◆ **Job**: Render every line of the entries below as a Markdown table with two columns, "No." for the row number and "Text" for the line, skipping blank lines and leaving out the pictures.

(Dataset records)

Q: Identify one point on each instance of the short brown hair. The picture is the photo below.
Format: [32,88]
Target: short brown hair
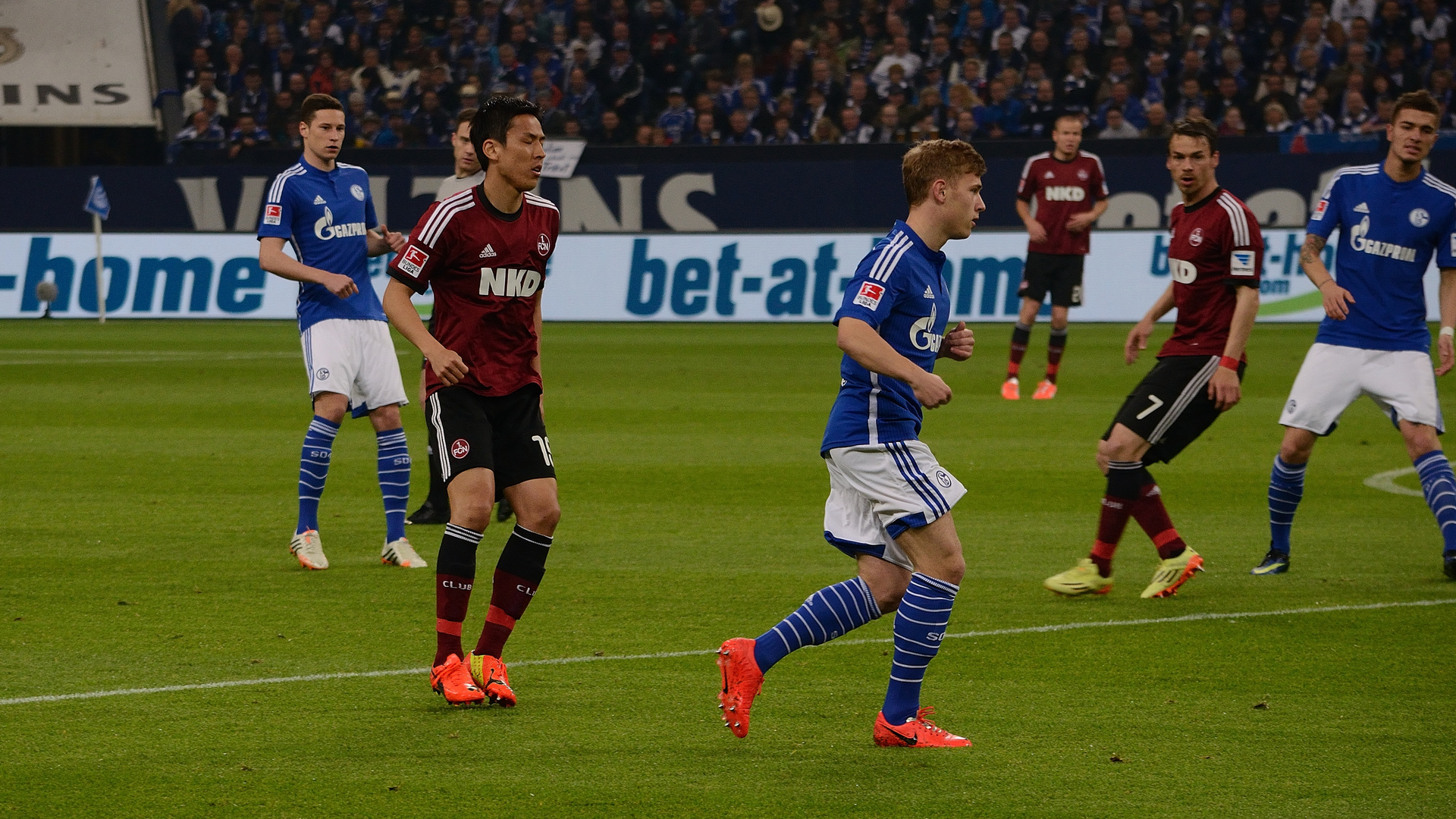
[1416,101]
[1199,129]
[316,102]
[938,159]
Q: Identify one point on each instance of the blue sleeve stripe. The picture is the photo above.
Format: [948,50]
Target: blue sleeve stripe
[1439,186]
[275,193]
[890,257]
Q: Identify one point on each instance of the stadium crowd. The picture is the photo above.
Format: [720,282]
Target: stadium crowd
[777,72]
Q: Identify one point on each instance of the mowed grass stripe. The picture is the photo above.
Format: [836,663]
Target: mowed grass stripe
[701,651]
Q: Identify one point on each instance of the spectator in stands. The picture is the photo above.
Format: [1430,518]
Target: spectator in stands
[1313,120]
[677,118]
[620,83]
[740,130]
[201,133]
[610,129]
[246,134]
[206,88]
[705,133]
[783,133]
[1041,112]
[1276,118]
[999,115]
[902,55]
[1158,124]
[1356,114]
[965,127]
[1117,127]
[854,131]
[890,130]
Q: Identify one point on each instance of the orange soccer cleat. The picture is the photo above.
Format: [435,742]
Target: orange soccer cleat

◆ **Complete answer**:
| No. | Text |
|---|---|
| 1 | Q: Identify one point on each instance of the short brown hair. The picture is the photo below. |
| 2 | Format: [32,88] |
| 3 | Target: short brown hair |
| 4 | [1416,101] |
| 5 | [1199,129] |
| 6 | [316,102] |
| 7 | [938,159] |
| 8 | Q: Identify one point on each instance of the blue sleeve stripe. The picture is the photo above. |
| 9 | Format: [948,50] |
| 10 | Target: blue sleeve stripe |
| 11 | [1439,186] |
| 12 | [275,193] |
| 13 | [890,257] |
| 14 | Q: Identify one point on each instance of the stadium crowd. The picture is the photo above. |
| 15 | Format: [720,282] |
| 16 | Target: stadium crowd |
| 17 | [777,72] |
| 18 | Q: Identify one point on each instance of the mowed grass stripe. The picture is the photo above. |
| 19 | Format: [836,663] |
| 20 | Target: mowed grass stripe |
| 21 | [701,651] |
| 22 | Q: Identify one point on each instance of the spectator in stands. The picture is the photo above. |
| 23 | Format: [1430,518] |
| 24 | Target: spectator in stands |
| 25 | [1313,120] |
| 26 | [677,118] |
| 27 | [620,83] |
| 28 | [740,130] |
| 29 | [201,133] |
| 30 | [610,129] |
| 31 | [246,134] |
| 32 | [206,88] |
| 33 | [705,133] |
| 34 | [783,133] |
| 35 | [1041,112] |
| 36 | [1276,118] |
| 37 | [999,115] |
| 38 | [902,55] |
| 39 | [1158,124] |
| 40 | [1356,114] |
| 41 | [965,127] |
| 42 | [1117,127] |
| 43 | [854,131] |
| 44 | [890,130] |
| 45 | Q: Identify one point on each instance of the orange soccer cleat. The picture is the photo above. |
| 46 | Format: [435,742] |
| 47 | Target: orange soccer cleat |